Start of ENTRIES PROVIDED

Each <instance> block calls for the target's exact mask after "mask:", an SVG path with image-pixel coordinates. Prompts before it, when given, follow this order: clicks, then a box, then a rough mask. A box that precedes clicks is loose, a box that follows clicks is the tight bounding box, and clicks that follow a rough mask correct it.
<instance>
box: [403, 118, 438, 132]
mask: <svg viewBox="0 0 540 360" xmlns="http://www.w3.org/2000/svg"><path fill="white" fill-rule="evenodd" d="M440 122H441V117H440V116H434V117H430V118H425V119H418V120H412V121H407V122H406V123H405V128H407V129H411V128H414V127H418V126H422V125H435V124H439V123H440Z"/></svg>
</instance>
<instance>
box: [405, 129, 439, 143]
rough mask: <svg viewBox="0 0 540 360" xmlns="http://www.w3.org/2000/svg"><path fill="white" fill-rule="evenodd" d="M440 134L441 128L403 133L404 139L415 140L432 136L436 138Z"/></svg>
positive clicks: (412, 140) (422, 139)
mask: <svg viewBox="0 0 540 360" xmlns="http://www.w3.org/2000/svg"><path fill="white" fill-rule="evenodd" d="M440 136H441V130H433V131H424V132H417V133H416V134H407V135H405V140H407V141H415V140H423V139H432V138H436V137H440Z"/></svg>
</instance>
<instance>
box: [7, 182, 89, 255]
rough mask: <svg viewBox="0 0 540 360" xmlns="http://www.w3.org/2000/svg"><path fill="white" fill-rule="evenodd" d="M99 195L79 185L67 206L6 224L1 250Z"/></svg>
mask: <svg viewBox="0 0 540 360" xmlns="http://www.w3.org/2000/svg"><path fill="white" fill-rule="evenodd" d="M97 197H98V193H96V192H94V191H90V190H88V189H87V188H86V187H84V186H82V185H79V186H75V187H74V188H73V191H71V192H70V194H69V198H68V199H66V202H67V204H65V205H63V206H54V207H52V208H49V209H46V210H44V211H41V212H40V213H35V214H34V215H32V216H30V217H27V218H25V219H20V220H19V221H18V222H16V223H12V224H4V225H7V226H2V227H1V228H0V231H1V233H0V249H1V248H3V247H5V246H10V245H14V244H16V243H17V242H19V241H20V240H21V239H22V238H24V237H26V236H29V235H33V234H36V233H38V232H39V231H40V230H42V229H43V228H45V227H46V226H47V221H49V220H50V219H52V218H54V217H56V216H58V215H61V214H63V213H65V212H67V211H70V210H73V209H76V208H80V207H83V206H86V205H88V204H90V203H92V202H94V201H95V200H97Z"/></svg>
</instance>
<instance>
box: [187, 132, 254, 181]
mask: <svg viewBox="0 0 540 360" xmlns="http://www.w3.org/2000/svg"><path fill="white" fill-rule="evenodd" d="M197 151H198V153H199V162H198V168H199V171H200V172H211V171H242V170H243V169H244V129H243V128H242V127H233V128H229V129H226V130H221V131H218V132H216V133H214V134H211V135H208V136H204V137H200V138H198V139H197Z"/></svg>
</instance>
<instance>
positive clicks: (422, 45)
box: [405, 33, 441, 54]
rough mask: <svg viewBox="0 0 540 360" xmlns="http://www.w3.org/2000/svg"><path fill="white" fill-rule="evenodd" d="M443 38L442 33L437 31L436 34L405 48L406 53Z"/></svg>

End of ENTRIES PROVIDED

* _EXERCISE DETAILS_
Copy the records above exactly as written.

* _ANSWER SPACE_
Each <instance> block calls for the target's exact mask after "mask:", an SVG path with image-pixel coordinates. Prompts before it, when given, follow this order: clicks, then a box, then a rough mask. A box that precedes clicks is loose, a box that follows clicks is the tight bounding box, and clicks that follow a rough mask correct it.
<instance>
box: [403, 118, 438, 132]
mask: <svg viewBox="0 0 540 360" xmlns="http://www.w3.org/2000/svg"><path fill="white" fill-rule="evenodd" d="M440 122H441V117H440V116H434V117H430V118H425V119H418V120H412V121H407V122H406V123H405V128H407V129H411V128H414V127H418V126H422V125H435V124H439V123H440Z"/></svg>
</instance>
<instance>
box: [405, 129, 439, 143]
rough mask: <svg viewBox="0 0 540 360" xmlns="http://www.w3.org/2000/svg"><path fill="white" fill-rule="evenodd" d="M440 134L441 128L403 133L404 139L415 140L432 136L436 138Z"/></svg>
positive clicks: (412, 140) (422, 139)
mask: <svg viewBox="0 0 540 360" xmlns="http://www.w3.org/2000/svg"><path fill="white" fill-rule="evenodd" d="M440 136H441V130H433V131H424V132H417V133H416V134H407V135H405V140H407V141H415V140H423V139H432V138H436V137H440Z"/></svg>
</instance>
<instance>
box: [7, 182, 89, 255]
rough mask: <svg viewBox="0 0 540 360" xmlns="http://www.w3.org/2000/svg"><path fill="white" fill-rule="evenodd" d="M99 195L79 185L67 206L6 224L1 250Z"/></svg>
mask: <svg viewBox="0 0 540 360" xmlns="http://www.w3.org/2000/svg"><path fill="white" fill-rule="evenodd" d="M97 197H98V193H96V192H94V191H90V190H88V189H87V188H86V187H84V186H82V185H79V186H75V187H74V188H73V191H71V192H70V194H69V198H68V199H66V202H67V204H65V205H63V206H54V207H52V208H49V209H46V210H44V211H41V212H40V213H35V214H34V215H32V216H30V217H27V218H25V219H20V220H19V221H18V222H16V223H12V224H4V225H7V226H2V227H1V228H0V231H1V233H0V249H1V248H3V247H5V246H10V245H14V244H16V243H17V242H19V241H20V240H21V239H22V238H24V237H26V236H29V235H33V234H36V233H38V232H39V231H40V230H42V229H43V228H45V227H46V226H47V221H49V220H50V219H52V218H54V217H56V216H58V215H61V214H63V213H65V212H67V211H70V210H73V209H76V208H80V207H83V206H86V205H88V204H90V203H92V202H94V201H95V200H97Z"/></svg>
</instance>
<instance>
box: [187, 132, 254, 181]
mask: <svg viewBox="0 0 540 360" xmlns="http://www.w3.org/2000/svg"><path fill="white" fill-rule="evenodd" d="M197 151H198V153H199V162H198V168H199V171H200V172H211V171H242V170H243V169H244V129H243V128H242V127H233V128H229V129H226V130H221V131H218V132H216V133H214V134H211V135H208V136H204V137H200V138H198V139H197Z"/></svg>
</instance>
<instance>
positive clicks: (422, 45)
box: [405, 33, 441, 54]
rough mask: <svg viewBox="0 0 540 360" xmlns="http://www.w3.org/2000/svg"><path fill="white" fill-rule="evenodd" d="M443 38L442 33L437 31L436 34L405 48L406 53Z"/></svg>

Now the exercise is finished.